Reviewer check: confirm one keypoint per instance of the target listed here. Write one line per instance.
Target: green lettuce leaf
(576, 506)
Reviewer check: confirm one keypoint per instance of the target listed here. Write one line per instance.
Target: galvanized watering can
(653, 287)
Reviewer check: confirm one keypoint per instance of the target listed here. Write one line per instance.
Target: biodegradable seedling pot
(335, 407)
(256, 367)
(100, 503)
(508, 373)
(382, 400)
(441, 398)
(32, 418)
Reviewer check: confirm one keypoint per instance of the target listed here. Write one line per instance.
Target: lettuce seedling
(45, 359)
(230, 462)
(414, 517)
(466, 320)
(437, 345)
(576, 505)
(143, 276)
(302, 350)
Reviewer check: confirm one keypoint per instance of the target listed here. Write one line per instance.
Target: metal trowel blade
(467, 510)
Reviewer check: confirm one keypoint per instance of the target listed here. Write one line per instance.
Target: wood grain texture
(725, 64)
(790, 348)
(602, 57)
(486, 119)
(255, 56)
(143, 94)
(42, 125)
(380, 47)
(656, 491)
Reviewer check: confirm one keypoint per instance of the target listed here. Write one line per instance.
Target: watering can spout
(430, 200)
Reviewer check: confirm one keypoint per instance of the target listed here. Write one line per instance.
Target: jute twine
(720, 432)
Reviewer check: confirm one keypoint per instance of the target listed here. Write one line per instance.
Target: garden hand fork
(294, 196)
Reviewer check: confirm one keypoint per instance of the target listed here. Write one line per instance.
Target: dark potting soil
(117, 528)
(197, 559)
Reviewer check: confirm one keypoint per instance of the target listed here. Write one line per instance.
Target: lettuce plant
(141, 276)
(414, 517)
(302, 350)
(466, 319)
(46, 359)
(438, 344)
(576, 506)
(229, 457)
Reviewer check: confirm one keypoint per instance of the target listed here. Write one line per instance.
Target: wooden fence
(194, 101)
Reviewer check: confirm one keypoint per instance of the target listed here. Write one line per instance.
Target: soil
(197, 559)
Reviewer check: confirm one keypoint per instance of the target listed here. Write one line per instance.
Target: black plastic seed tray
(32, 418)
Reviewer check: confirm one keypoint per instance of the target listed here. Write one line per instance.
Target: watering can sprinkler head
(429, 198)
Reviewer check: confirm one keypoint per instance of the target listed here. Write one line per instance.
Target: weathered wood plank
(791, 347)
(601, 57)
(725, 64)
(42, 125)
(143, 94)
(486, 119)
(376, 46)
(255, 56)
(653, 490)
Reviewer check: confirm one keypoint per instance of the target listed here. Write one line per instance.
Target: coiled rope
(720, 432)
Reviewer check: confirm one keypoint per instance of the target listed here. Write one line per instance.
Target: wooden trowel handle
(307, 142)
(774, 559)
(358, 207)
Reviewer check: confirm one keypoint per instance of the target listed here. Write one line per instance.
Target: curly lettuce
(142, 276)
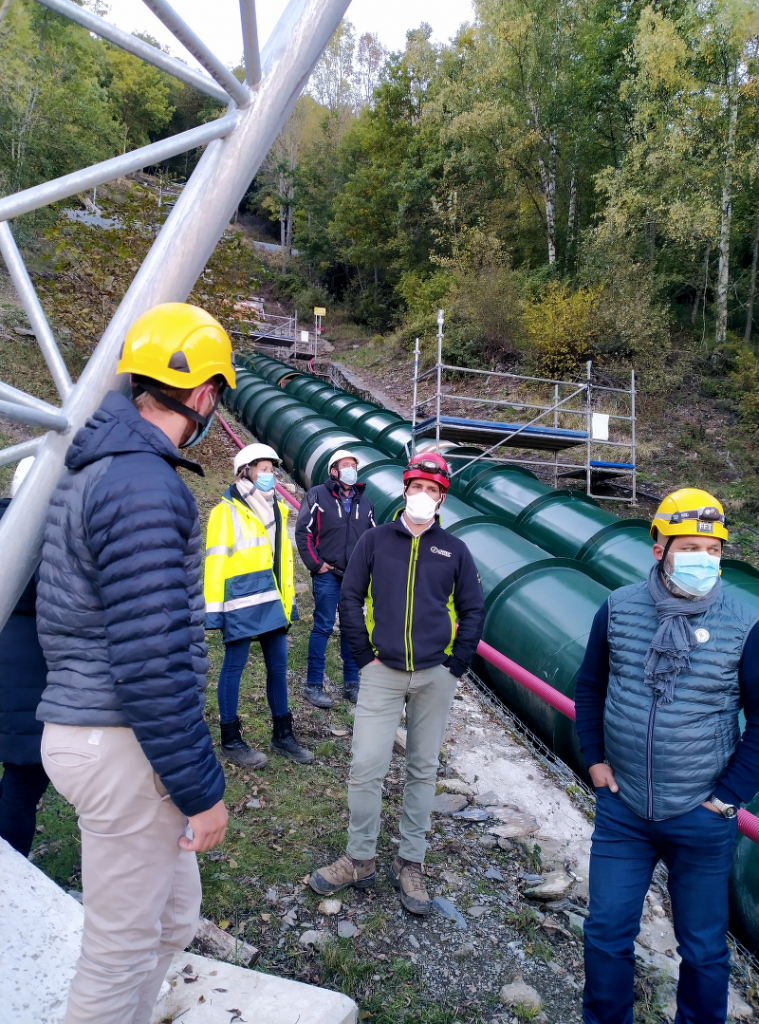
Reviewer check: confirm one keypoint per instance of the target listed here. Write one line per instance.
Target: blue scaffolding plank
(455, 428)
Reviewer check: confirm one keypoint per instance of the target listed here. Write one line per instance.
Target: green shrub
(561, 328)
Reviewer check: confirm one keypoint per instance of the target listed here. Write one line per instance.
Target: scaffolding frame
(236, 144)
(584, 393)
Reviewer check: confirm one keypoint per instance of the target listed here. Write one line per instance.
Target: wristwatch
....
_Written instruction_
Transcribe all the data word for word; the images stay out.

_Output of the exercise_
Reviewer check: confirm one keypoint per instance of the target listed here. Write one line per instance.
Target: green lettuce leaf
(576, 506)
Reviewer check: confirm one keypoint per instance of the target listed here. Write one line per instance.
Target: galvanized watering can
(653, 287)
Reviewer check: confirm one keypoint per instance of the target listed here. Write one line per instance.
Target: biodegradable seedling pot
(335, 407)
(256, 367)
(100, 503)
(508, 373)
(382, 400)
(441, 398)
(32, 418)
Reviewer check: confirm one keypoint per instance of the target listed here. Write one line per instance.
Target: lettuce seedling
(45, 359)
(230, 462)
(414, 517)
(466, 320)
(437, 345)
(576, 505)
(143, 276)
(302, 350)
Reviewer check: confirm one keypoint per instance of the target listed here. Write one line per instance.
Target: metal trowel blade
(467, 510)
Reviewer check: confirm one keypoint per instance of the target listed here. Write one line per instance.
Target: wood grain texture
(725, 64)
(790, 348)
(602, 57)
(486, 119)
(255, 56)
(143, 94)
(42, 125)
(380, 47)
(656, 491)
Reviewer check: confirm one keypoint per instance of the target listed here. Write one line per instance.
Target: watering can spout
(430, 200)
Reviewer check: confirm one keypoint per instance of the target listed here. Write one line per instance.
Target: jute twine
(720, 432)
Reviewer check: confirm one keypoint per instance of the target listed here. Write one line per instance.
Target: garden hand fork
(294, 196)
Reviewer check: confirm one keypoint per instance of the target listed here. Write one line per instance.
Target: dark potting soil
(117, 528)
(197, 559)
Reviewer check: confirm one keypoint per instance of the target listed here. Write one line per instance.
Target: lettuce plant
(141, 276)
(414, 517)
(302, 350)
(466, 319)
(46, 359)
(438, 344)
(576, 506)
(229, 457)
Reviewer check: confirm one keypoint per instance of the target listed here. Write one line per instance.
Target: wooden fence
(194, 101)
Reviewer check: confirm one keypoint per instance of the target listed here. Write one line per instance.
Target: soil
(197, 559)
Reviewer check: confirm one keypoint per instance of the target listed here. Write one line per instance.
Target: black plastic seed tray
(32, 418)
Reviewer check: confirm one keypoint per instance of the target listed here. Write one line per instance.
Target: watering can sprinkler head
(429, 198)
Reviewer check: confirm one keypoint per instance of the target listed here. Write one line per instance.
Target: weathered wood plank
(791, 347)
(601, 57)
(725, 64)
(42, 125)
(143, 94)
(486, 119)
(376, 46)
(255, 56)
(653, 490)
Reviewer check: confirm one keypoint per instance of the target listed here. Write one line per instance.
Target: coiled rope
(720, 432)
Reviewer check: confirm one keypoint per instance of the target listed here. Write one line per instance.
Target: wooden trowel handle
(307, 142)
(774, 559)
(358, 207)
Reviewer check: confirm one keypoint per instance of the target listed here. Write one line per instance.
Target: curly lettuce
(142, 276)
Reviewer check: confirm one keypoint per instance of the target listed here. Write one line per instance.
Target: blue scaffolding plank
(455, 428)
Reviewer check: confirm one keypoint per instance of the target listed here. Write one line per instance.
Target: green shrub
(561, 328)
Reviewer check: confirm one keypoint per instance of the target listed here. Write one line per instance.
Target: scaffolding frame
(236, 144)
(584, 393)
Reviewer check: confirm one keypoint per instance of the target listed here. Write one line per instance.
Target: wristwatch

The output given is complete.